• _Directions_
Retype, exactly as they appear below, the lines between the line holding "Locate the hand." and the line holding "clear cellophane wrapper.", both ends included.

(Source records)
──────

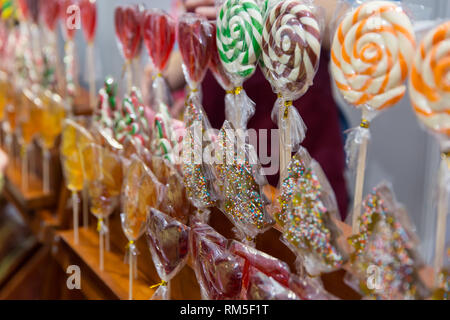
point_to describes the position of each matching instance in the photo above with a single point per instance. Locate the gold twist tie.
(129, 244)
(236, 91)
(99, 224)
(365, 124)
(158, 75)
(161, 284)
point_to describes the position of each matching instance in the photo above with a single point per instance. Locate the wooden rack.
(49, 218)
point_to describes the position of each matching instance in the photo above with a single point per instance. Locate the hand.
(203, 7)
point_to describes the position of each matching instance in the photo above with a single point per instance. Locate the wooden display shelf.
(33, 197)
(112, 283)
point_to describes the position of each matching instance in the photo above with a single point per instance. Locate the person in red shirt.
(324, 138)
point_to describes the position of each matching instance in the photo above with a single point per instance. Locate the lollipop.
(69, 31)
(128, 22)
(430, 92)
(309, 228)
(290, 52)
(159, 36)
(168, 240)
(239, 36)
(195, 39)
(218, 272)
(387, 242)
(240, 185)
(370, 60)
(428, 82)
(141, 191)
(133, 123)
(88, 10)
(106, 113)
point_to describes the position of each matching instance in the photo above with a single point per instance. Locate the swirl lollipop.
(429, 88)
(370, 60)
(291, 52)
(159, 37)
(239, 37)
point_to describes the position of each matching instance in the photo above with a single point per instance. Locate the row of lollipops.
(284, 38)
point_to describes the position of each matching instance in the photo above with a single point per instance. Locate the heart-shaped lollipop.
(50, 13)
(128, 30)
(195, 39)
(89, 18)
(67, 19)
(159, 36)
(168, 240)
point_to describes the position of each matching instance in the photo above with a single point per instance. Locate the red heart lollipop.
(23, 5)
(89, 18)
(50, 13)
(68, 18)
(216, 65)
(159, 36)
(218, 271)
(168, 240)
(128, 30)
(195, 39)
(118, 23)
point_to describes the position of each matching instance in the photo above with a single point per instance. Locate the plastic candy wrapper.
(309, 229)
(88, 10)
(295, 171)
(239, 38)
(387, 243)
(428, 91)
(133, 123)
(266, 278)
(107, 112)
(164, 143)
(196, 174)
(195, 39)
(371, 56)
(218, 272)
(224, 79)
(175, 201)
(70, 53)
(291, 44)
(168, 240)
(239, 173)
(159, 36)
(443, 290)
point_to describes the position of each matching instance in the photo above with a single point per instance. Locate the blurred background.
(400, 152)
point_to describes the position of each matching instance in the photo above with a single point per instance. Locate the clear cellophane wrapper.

──────

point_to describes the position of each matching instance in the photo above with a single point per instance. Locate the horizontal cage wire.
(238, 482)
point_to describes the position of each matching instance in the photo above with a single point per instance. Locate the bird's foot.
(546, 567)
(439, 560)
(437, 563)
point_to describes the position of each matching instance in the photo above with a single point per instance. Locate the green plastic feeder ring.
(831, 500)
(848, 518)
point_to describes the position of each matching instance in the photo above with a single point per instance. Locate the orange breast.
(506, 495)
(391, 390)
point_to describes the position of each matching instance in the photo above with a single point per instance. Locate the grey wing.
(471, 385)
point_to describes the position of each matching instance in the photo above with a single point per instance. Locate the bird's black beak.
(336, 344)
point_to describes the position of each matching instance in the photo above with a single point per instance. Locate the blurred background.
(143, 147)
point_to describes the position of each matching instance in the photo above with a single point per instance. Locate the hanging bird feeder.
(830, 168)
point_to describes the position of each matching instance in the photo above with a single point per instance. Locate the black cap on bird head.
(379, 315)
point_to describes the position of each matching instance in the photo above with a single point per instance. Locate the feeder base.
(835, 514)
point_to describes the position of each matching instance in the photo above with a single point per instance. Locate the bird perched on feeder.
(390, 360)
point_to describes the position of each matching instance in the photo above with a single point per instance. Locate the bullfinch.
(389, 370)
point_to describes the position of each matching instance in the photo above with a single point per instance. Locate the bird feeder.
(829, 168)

──────

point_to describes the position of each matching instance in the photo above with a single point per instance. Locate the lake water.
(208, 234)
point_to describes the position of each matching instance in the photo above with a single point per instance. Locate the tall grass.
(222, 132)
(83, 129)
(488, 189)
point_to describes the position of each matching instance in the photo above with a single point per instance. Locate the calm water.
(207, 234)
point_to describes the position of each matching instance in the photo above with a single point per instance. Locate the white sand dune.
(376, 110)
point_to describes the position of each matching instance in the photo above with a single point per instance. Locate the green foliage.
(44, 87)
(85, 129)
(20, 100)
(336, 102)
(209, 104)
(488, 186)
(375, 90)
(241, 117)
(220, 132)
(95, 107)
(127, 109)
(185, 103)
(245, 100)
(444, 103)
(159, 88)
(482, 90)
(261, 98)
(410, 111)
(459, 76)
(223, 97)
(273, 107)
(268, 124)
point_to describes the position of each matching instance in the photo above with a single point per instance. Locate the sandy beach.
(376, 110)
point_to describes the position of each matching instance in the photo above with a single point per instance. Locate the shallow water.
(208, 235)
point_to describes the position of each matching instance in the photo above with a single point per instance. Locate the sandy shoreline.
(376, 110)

──────

• _Reply to the exercise_
point_to describes the position of each matching instance in the photo above with a single point per instance. Locate the hand.
(203, 7)
point_to describes the position of each matching instance in the photo above with a single point per instance. Locate the wooden display shelf.
(33, 197)
(112, 283)
point_to describes the position of each matching instance in the photo above with a single point per instance. Locate the person in red shirt.
(324, 138)
point_to describes the position of each matching instance in the photo above with a single point per instance. Locate the lollipop.
(69, 31)
(128, 22)
(430, 92)
(309, 228)
(290, 52)
(159, 36)
(168, 240)
(239, 36)
(195, 39)
(218, 272)
(387, 242)
(240, 185)
(370, 60)
(428, 82)
(141, 191)
(133, 123)
(88, 10)
(106, 113)
point_to describes the position of each matching instance in the photo above with a single point per instance. Locate the swirl lollipop.
(429, 88)
(370, 60)
(291, 52)
(159, 37)
(239, 37)
point_to describes the position of each matching instance in the photo above with a single point per instance. Locate the row of lollipops.
(284, 38)
point_to describes the position of each matching instance in the photo above with a single point per instance. Locate the heart-shaped lollipop.
(50, 13)
(128, 30)
(195, 39)
(89, 18)
(67, 19)
(159, 36)
(168, 240)
point_to describes the position of each matching instance in the photo above with a single point per instance. Locate the red heart lollipop.
(23, 5)
(89, 18)
(50, 13)
(68, 18)
(216, 65)
(159, 36)
(218, 271)
(168, 240)
(128, 30)
(195, 39)
(118, 23)
point_to describes the position of each matching instance in the photo above with a single point per instance. Locate the plastic candy wrapper.
(309, 229)
(88, 10)
(295, 171)
(239, 38)
(387, 243)
(428, 91)
(133, 123)
(266, 278)
(107, 112)
(164, 143)
(196, 174)
(195, 39)
(371, 56)
(218, 272)
(224, 79)
(175, 201)
(70, 53)
(291, 44)
(168, 240)
(239, 173)
(159, 36)
(443, 290)
point_to describes the position of each matching instance in the photo above with a single point per instance. Locate the blurred background.
(400, 152)
point_to describes the position of each matching instance in the photo above with a single point per instance. Locate the clear cellophane wrapper.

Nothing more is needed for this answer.